**ACTIVITY:** Among the entries that follow, the required portion opens with the line containing "target | white towel" and closes with the line containing "target | pile of kiwi fruit". Give that portion again exactly, and nothing else.

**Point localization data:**

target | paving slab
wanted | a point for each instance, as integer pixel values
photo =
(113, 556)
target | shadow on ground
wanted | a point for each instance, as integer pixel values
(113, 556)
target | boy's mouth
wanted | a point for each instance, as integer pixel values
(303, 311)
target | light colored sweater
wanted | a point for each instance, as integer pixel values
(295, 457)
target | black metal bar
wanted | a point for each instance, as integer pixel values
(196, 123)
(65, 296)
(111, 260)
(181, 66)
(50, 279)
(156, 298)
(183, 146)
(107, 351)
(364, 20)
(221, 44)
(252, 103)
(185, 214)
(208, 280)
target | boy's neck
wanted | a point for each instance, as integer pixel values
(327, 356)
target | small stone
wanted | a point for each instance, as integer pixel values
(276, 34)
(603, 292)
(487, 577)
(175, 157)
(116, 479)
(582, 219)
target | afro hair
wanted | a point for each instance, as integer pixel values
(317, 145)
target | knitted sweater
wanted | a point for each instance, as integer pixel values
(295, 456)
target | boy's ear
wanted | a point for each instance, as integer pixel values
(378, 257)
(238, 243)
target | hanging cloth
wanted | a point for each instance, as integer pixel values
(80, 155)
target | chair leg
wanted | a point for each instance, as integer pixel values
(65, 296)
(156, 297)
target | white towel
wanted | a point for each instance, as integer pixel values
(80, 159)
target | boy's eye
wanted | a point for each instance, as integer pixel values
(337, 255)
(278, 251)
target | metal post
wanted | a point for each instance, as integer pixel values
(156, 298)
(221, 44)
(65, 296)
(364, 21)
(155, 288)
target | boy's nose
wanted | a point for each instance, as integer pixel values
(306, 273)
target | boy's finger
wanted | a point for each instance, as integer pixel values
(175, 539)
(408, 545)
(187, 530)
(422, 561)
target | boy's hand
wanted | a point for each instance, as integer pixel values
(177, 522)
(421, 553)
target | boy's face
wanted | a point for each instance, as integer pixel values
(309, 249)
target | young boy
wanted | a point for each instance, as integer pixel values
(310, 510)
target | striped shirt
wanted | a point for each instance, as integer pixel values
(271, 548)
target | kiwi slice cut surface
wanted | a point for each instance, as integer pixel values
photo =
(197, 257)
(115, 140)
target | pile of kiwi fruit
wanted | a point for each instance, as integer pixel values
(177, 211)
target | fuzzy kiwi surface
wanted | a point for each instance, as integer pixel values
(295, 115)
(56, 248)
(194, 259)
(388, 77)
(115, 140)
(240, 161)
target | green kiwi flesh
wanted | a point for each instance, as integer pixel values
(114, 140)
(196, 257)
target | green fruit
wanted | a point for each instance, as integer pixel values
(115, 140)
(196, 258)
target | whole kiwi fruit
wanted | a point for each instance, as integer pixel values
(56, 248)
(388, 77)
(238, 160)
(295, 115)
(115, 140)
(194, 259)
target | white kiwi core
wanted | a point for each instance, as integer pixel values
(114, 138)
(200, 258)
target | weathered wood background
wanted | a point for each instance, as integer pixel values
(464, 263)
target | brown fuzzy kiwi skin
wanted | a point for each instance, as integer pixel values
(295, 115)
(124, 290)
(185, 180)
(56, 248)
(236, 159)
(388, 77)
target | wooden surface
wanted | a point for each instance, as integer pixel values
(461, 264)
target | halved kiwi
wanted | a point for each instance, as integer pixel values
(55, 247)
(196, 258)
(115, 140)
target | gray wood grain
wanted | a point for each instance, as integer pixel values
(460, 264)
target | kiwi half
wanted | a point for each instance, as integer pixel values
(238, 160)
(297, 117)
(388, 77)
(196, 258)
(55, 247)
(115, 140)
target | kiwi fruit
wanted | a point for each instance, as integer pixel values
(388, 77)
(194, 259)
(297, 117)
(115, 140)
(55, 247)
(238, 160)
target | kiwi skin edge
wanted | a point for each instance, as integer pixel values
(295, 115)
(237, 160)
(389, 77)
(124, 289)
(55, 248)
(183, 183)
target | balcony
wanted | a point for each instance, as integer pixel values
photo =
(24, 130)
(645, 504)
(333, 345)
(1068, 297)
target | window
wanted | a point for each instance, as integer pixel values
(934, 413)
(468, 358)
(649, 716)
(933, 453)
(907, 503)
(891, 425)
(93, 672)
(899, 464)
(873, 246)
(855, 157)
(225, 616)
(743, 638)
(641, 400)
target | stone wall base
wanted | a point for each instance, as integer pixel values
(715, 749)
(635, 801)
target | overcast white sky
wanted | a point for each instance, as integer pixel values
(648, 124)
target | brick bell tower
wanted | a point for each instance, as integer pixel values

**SOLUTION TO THE PROBLEM:**
target | white towel
wanted | a point for each instance, as integer pixel values
(80, 159)
target | boy's eye
wanted | a point for each instance, as integer pixel values
(337, 255)
(278, 251)
target | metal post
wanted | a point for each instance, as integer pixel values
(156, 298)
(221, 44)
(65, 296)
(364, 21)
(155, 288)
target | boy's nose
wanted | a point for each instance, as integer pixel values
(306, 273)
target | boy's finger
wanted | a point for each instance, as integer pixel values
(175, 539)
(408, 545)
(187, 530)
(422, 561)
target | boy's hand
wanted | a point for each instance, as integer pixel values
(177, 522)
(421, 553)
target | boy's face
wanted | a point for each instance, as integer pixel values
(309, 249)
target | young boy
wanted | a point for each instance, as integer pixel values
(310, 510)
target | striped shirt
wanted | a point for each instance, as integer pixel values
(271, 548)
target | kiwi slice cut surface
wanted | a point for each instance, as integer pixel values
photo =
(197, 257)
(115, 140)
target | pile of kiwi fruit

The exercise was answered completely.